*Your objective*. Update the listing below by replacing "wood plank" with "wooden board" and leaving everything else as it is. Leave the pictures out of your answer.

*Record set*.
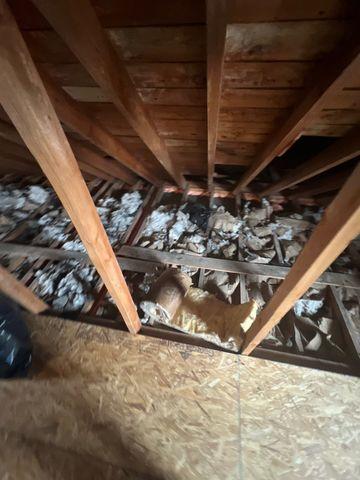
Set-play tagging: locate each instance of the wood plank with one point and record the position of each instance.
(243, 11)
(350, 334)
(327, 81)
(216, 17)
(19, 293)
(24, 98)
(283, 41)
(340, 225)
(88, 41)
(266, 74)
(231, 266)
(339, 152)
(75, 116)
(31, 252)
(323, 184)
(90, 157)
(151, 96)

*Reply to the task*.
Set-play tagging: locate each instance of the wooden board with one point and record the position of each instance.
(243, 11)
(350, 334)
(327, 81)
(216, 17)
(19, 293)
(24, 98)
(283, 41)
(340, 225)
(88, 41)
(266, 74)
(231, 266)
(339, 152)
(75, 116)
(31, 252)
(323, 184)
(90, 157)
(151, 96)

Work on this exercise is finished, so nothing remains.